#### [TASK INSTRUCTIONS]
[a] Answer these questions about the excerpt on Peirce and Habermas:
(i) According to Peirce's picture, what two qualities does inquiry have?
(ii) What does the excerpt say is not what makes a belief true?
(iii) What question does Habermas ask instead of asking what would happen at the ideal end of scientific inquiry?
[b] Quote the passage from the excerpt on Peirce and Habermas starting at "Habermas: truth and" and ending at "and rational argument?".
[c] Extend the excerpt on Peirce and Habermas beyond its final sentence.

Habermas both inherits and transforms this idea.

Peirce: truth as the ideal limit of inquiry

For Peirce, the basic picture is:

  1. There is a real world independent of our opinions.
  2. Inquiry is fallible and corrigible.
  3. If inquiry were pursued indefinitely under proper conditions, investigators would eventually converge on the true belief.
  4. Truth is what would be agreed upon at that ideal limit.

The key point is that consensus is not what makes a belief true.

Rather, truth explains why inquiry tends toward consensus.

Reality remains primary.

One could summarize Peirce as:

Truth → ideal consensus.

The eventual agreement is a consequence of truth, not its source.

Habermas: truth and ideal communication

Habermas takes inspiration from this but shifts the focus.

Instead of asking:

What would happen at the ideal end of scientific inquiry?

he asks:

What presuppositions are already built into communicative action and rational argument?

His answer is that whenever we make a claim, we implicitly raise a validity claim that can in principle be defended through reasons.

#### [STORED DATA]
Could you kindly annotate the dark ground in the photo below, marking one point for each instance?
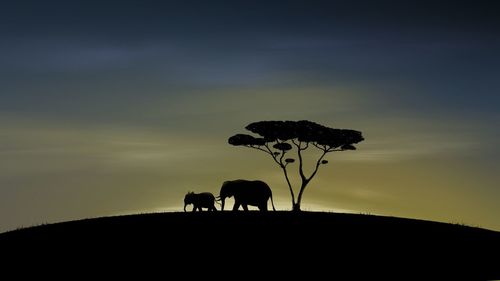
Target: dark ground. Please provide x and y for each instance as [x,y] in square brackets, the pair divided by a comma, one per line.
[254,245]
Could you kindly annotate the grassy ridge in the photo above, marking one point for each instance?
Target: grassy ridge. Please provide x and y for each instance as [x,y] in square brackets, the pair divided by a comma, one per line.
[316,243]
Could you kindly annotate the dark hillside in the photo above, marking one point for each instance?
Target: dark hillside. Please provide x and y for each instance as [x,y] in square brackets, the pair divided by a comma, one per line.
[306,242]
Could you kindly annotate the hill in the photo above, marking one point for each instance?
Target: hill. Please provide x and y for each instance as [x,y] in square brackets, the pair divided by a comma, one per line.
[316,244]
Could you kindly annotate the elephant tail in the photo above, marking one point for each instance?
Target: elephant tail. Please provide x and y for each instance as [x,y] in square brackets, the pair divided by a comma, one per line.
[272,203]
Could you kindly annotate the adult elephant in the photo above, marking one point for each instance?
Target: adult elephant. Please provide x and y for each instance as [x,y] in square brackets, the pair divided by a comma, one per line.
[245,192]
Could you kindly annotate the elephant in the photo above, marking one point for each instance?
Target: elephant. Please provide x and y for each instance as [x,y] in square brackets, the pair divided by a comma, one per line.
[245,192]
[200,200]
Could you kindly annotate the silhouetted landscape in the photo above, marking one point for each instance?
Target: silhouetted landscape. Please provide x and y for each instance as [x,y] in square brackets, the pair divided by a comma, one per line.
[310,242]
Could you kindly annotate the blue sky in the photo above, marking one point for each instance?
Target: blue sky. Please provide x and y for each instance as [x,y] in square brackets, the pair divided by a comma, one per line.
[125,106]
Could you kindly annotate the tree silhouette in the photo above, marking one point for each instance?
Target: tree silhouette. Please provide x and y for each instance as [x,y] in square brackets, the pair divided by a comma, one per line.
[277,137]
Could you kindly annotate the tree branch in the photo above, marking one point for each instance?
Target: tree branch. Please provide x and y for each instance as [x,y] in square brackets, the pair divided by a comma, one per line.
[317,165]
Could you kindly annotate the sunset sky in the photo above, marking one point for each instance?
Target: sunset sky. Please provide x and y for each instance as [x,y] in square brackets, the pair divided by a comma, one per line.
[119,107]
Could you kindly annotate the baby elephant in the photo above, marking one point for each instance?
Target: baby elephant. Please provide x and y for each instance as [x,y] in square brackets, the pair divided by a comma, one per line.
[200,200]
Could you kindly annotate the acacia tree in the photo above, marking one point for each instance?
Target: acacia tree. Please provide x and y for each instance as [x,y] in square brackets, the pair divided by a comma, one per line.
[278,138]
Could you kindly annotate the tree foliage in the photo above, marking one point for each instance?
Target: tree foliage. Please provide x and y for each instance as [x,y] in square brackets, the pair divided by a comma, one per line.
[277,138]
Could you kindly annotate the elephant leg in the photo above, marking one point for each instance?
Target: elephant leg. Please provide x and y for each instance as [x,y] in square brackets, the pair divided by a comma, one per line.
[236,206]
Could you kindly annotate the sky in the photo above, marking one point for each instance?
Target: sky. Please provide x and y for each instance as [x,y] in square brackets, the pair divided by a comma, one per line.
[121,107]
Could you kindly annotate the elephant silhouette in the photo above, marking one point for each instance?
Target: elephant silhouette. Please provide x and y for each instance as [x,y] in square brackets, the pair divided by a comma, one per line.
[200,200]
[246,192]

#### [EXPECTED RESPONSES]
[a]
(i) Inquiry is fallible and corrigible.
(ii) Consensus is not what makes a belief true.
(iii) He asks what presuppositions are already built into communicative action and rational argument.

[b]
Habermas: truth and ideal communication

Habermas takes inspiration from this but shifts the focus.

Instead of asking:

What would happen at the ideal end of scientific inquiry?

he asks:

What presuppositions are already built into communicative action and rational argument?

[c]
Thus Habermas becomes interested in the conditions of an ideal speech situation:

  • participants are free from coercion,
  • everyone can speak,
  • everyone can challenge claims,
  • better arguments prevail rather than power,
  • communication is undistorted.

Under such conditions, rational agreement has a special epistemic significance.

The crucial difference

Peirce's ideal community is primarily an inquiry community.

Habermas' ideal community is primarily a communication community.

Peirce asks:

What belief would investigators converge on?

Habermas asks:

What claims could survive unrestricted rational discourse?

These sound similar, but the center of gravity has shifted.

Why pragmatists sometimes criticize Habermas

Many pragmatists think Habermas retains too much of a philosophical ideal.

Peirce's ideal limit is already highly abstract, but it remains tied to actual practices of inquiry and experimentation.

Habermas introduces a stronger normative structure:

  • ideal speech situations,
  • communicative rationality,
  • discourse ethics.

Some pragmatists worry that these become transcendental conditions standing above actual practice rather than emerging from it.

Think of the contrast this way:

Peirce

  • Start with scientific inquiry.
  • Observe how inquiry works.
  • Generalize from those practices.

Habermas

  • Start with the conditions that make rational communication possible.
  • Derive norms from those conditions.

The latter can feel more Kantian than pragmatist.

What Habermas criticizes in Peirce

Habermas thinks Peirce's model is too heavily modeled on science.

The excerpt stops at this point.